-- Written problem --
Every line below is to be copied exactly, with the pictures left out.

-- Exercise data --
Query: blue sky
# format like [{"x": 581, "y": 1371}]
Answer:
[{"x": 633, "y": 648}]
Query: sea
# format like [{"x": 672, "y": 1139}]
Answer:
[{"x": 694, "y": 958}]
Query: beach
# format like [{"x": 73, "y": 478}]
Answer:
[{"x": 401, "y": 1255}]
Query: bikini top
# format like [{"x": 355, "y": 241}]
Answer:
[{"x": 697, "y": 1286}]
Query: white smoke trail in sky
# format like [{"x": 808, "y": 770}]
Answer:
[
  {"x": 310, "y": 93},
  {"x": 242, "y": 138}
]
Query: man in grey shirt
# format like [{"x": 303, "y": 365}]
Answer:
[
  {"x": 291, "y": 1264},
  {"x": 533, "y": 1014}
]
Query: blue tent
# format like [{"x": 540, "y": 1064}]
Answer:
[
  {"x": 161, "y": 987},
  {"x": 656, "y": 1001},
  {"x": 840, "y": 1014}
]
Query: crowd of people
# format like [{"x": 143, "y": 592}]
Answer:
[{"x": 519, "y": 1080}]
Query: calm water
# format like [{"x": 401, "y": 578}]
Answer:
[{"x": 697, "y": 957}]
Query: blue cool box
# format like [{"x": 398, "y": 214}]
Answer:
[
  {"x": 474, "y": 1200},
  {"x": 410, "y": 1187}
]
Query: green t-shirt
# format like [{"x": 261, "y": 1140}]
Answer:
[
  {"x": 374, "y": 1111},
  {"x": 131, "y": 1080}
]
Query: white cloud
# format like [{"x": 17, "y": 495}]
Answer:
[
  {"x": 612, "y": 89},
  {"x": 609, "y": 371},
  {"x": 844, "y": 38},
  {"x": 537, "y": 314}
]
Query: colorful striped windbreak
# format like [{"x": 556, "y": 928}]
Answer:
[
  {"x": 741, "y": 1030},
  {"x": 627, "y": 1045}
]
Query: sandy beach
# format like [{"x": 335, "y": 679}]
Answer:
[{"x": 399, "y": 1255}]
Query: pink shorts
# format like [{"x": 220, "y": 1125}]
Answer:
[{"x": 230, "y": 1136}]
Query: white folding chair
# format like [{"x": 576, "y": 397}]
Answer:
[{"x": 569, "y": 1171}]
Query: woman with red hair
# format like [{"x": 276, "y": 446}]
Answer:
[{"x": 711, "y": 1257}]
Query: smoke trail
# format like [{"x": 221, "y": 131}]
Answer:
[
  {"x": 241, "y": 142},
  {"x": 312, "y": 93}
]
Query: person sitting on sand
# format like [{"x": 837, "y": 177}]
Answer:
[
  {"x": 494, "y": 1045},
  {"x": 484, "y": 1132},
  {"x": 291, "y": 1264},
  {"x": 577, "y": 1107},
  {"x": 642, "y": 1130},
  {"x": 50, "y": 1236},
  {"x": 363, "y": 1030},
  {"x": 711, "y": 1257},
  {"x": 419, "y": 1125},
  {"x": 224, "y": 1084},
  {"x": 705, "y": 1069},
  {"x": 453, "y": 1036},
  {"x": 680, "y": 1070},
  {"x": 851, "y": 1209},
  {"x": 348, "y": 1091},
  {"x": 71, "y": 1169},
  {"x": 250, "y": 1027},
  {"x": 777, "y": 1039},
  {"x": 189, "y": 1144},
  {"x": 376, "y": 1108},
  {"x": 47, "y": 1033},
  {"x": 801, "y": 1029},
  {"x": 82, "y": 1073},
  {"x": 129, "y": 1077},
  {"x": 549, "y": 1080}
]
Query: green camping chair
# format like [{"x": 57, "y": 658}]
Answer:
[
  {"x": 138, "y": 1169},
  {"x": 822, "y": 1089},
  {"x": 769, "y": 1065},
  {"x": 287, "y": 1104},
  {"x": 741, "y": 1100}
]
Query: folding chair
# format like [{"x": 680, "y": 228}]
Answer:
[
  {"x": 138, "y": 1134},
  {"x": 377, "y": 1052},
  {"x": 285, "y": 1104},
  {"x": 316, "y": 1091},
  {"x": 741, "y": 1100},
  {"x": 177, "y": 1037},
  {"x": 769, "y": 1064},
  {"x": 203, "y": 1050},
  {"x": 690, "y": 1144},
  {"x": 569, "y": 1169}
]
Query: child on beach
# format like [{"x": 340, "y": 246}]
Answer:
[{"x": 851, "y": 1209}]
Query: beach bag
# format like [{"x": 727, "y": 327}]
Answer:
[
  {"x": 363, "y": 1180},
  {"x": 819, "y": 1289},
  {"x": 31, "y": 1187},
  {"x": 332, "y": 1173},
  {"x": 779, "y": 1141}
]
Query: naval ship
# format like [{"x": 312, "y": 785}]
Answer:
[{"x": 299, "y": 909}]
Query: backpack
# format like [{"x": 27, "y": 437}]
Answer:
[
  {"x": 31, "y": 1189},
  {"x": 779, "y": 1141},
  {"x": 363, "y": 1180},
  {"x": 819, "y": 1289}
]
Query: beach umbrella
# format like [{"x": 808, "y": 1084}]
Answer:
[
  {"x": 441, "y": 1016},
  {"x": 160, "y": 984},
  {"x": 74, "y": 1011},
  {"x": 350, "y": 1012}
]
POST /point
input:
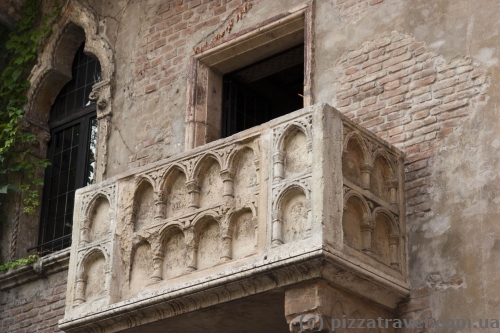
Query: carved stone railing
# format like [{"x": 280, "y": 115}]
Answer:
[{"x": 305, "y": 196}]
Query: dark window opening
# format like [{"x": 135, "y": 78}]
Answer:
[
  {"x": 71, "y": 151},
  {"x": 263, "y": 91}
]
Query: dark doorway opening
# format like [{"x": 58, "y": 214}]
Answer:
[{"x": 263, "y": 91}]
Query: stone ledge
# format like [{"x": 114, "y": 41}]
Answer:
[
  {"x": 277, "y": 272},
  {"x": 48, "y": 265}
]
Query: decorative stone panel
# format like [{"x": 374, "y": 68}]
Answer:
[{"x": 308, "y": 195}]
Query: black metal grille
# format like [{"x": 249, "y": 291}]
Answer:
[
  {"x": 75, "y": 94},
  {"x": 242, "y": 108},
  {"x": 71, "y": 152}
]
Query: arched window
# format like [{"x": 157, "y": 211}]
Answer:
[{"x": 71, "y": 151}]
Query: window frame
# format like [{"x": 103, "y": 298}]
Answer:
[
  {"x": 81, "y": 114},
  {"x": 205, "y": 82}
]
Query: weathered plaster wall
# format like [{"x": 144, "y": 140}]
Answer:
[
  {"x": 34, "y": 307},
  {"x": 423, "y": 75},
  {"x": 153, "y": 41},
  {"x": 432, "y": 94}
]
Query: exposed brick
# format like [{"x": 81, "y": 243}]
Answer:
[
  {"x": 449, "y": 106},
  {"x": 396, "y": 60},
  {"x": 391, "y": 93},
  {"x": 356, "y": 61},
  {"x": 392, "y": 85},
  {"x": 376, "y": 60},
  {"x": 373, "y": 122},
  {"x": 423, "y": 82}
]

-- Solution --
Query: blue sky
# format like [{"x": 581, "y": 1371}]
Answer:
[{"x": 633, "y": 648}]
Query: sea
# format like [{"x": 672, "y": 1139}]
Answer:
[{"x": 694, "y": 958}]
Query: beach
# format like [{"x": 73, "y": 478}]
Answer:
[{"x": 401, "y": 1255}]
Query: bikini top
# format like [{"x": 355, "y": 241}]
Answer:
[{"x": 697, "y": 1286}]
Query: white smoke trail in sky
# format like [{"x": 808, "y": 770}]
Answer:
[
  {"x": 310, "y": 93},
  {"x": 242, "y": 138}
]
Query: man in grey shirt
# format like [{"x": 303, "y": 365}]
Answer:
[
  {"x": 291, "y": 1264},
  {"x": 533, "y": 1014}
]
Query: blue tent
# format like [{"x": 540, "y": 1064}]
Answer:
[
  {"x": 161, "y": 987},
  {"x": 656, "y": 1001},
  {"x": 840, "y": 1014}
]
Query: crowd of people
# format like [{"x": 143, "y": 592}]
Answer:
[{"x": 519, "y": 1080}]
Query: calm water
# format like [{"x": 401, "y": 578}]
Answer:
[{"x": 697, "y": 957}]
Query: blue cool box
# format like [{"x": 398, "y": 214}]
Answer:
[
  {"x": 474, "y": 1200},
  {"x": 410, "y": 1187}
]
Query: green t-shirt
# format like [{"x": 261, "y": 1140}]
Answer:
[
  {"x": 374, "y": 1111},
  {"x": 131, "y": 1080}
]
Query: white cloud
# format like [{"x": 17, "y": 495}]
Answer:
[
  {"x": 612, "y": 89},
  {"x": 609, "y": 371},
  {"x": 844, "y": 38},
  {"x": 537, "y": 314}
]
Query: colorful striped windbreak
# format like [{"x": 556, "y": 928}]
Answer:
[
  {"x": 741, "y": 1030},
  {"x": 627, "y": 1045}
]
Query: sandy beach
# format like [{"x": 335, "y": 679}]
Answer:
[{"x": 399, "y": 1255}]
Query: pink shorts
# format like [{"x": 220, "y": 1125}]
Answer:
[{"x": 230, "y": 1136}]
Query: white folding chair
# format like [{"x": 576, "y": 397}]
Answer:
[{"x": 569, "y": 1171}]
Query: woman with red hair
# format like [{"x": 276, "y": 446}]
Answer:
[{"x": 711, "y": 1257}]
Query: smoke trail
# format like [{"x": 221, "y": 131}]
Answer:
[
  {"x": 241, "y": 142},
  {"x": 312, "y": 93}
]
Query: person sitting on sand
# format like [{"x": 837, "y": 177}]
Answer:
[
  {"x": 494, "y": 1045},
  {"x": 484, "y": 1132},
  {"x": 291, "y": 1264},
  {"x": 577, "y": 1107},
  {"x": 642, "y": 1130},
  {"x": 50, "y": 1236},
  {"x": 363, "y": 1030},
  {"x": 711, "y": 1257},
  {"x": 419, "y": 1125},
  {"x": 224, "y": 1084},
  {"x": 705, "y": 1069},
  {"x": 453, "y": 1036},
  {"x": 680, "y": 1070},
  {"x": 851, "y": 1209},
  {"x": 348, "y": 1091},
  {"x": 71, "y": 1169},
  {"x": 250, "y": 1027},
  {"x": 777, "y": 1039},
  {"x": 189, "y": 1144},
  {"x": 376, "y": 1108},
  {"x": 47, "y": 1033},
  {"x": 801, "y": 1029},
  {"x": 82, "y": 1073},
  {"x": 129, "y": 1077},
  {"x": 549, "y": 1080}
]
Query: green camping chair
# format like [{"x": 57, "y": 658}]
Answer:
[
  {"x": 138, "y": 1169},
  {"x": 822, "y": 1089},
  {"x": 769, "y": 1065},
  {"x": 287, "y": 1104},
  {"x": 741, "y": 1100}
]
Query: folding chair
# format like [{"x": 680, "y": 228}]
Answer:
[
  {"x": 138, "y": 1134},
  {"x": 377, "y": 1052},
  {"x": 285, "y": 1104},
  {"x": 316, "y": 1091},
  {"x": 741, "y": 1100},
  {"x": 177, "y": 1037},
  {"x": 769, "y": 1064},
  {"x": 203, "y": 1050},
  {"x": 690, "y": 1144},
  {"x": 569, "y": 1169}
]
Query: child on beach
# format like [{"x": 340, "y": 246}]
Answer:
[{"x": 851, "y": 1209}]
Query: beach bag
# format like [{"x": 727, "y": 327}]
Answer:
[
  {"x": 363, "y": 1180},
  {"x": 819, "y": 1289},
  {"x": 31, "y": 1187},
  {"x": 332, "y": 1173},
  {"x": 779, "y": 1141}
]
Query: naval ship
# format like [{"x": 312, "y": 785}]
Answer:
[{"x": 299, "y": 909}]
Query: backpack
# format like [{"x": 27, "y": 437}]
Answer:
[
  {"x": 31, "y": 1189},
  {"x": 779, "y": 1141},
  {"x": 363, "y": 1180},
  {"x": 819, "y": 1289}
]
Query: beach umbrella
# format like [{"x": 808, "y": 1084}]
Answer:
[
  {"x": 441, "y": 1016},
  {"x": 160, "y": 984},
  {"x": 74, "y": 1011},
  {"x": 350, "y": 1012}
]
POST /point
input:
Query: carved stone railing
# format like [{"x": 280, "y": 115}]
Answer:
[{"x": 305, "y": 196}]
Query: dark window opening
# format like [{"x": 135, "y": 78}]
Answer:
[
  {"x": 71, "y": 151},
  {"x": 263, "y": 91}
]
Query: dark doorway opening
# format like [{"x": 58, "y": 214}]
Answer:
[{"x": 263, "y": 91}]
Query: stone ledge
# format like [{"x": 114, "y": 41}]
Answer:
[
  {"x": 277, "y": 272},
  {"x": 48, "y": 265}
]
Query: decorative stone panel
# format like [{"x": 374, "y": 68}]
Answer:
[{"x": 308, "y": 195}]
Query: black metal grille
# format like [{"x": 249, "y": 291}]
Answer:
[
  {"x": 75, "y": 94},
  {"x": 242, "y": 108},
  {"x": 71, "y": 152}
]
Query: arched window
# format like [{"x": 157, "y": 211}]
Answer:
[{"x": 71, "y": 151}]
Query: window frame
# format like [{"x": 103, "y": 298}]
Answer:
[
  {"x": 81, "y": 114},
  {"x": 205, "y": 82}
]
Query: weathered plaster wall
# format like [{"x": 144, "y": 140}]
Answer:
[
  {"x": 34, "y": 307},
  {"x": 423, "y": 75},
  {"x": 153, "y": 41},
  {"x": 432, "y": 94}
]
Query: exposed brick
# format like [{"x": 81, "y": 243}]
Answer:
[
  {"x": 449, "y": 106},
  {"x": 396, "y": 60},
  {"x": 391, "y": 93},
  {"x": 356, "y": 61},
  {"x": 392, "y": 85},
  {"x": 376, "y": 60},
  {"x": 373, "y": 122},
  {"x": 423, "y": 82}
]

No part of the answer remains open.